TASK DESCRIPTION |
Reproduce the data below line for line, leaving out the pictures.
=-=-=-=-=
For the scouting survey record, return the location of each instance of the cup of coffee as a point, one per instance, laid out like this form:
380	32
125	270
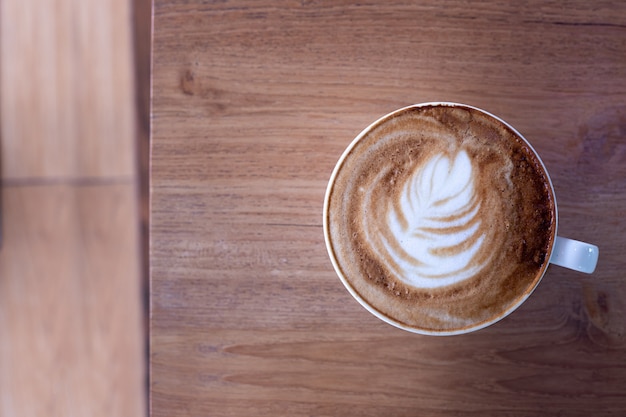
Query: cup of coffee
441	219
=-=-=-=-=
RESPONSE TO THE EXERCISE |
For the scouting survey record, return the location of each instance of the cup of coffee as a point, one per instance, laid out like this form:
380	32
125	270
Query: cup of coffee
441	219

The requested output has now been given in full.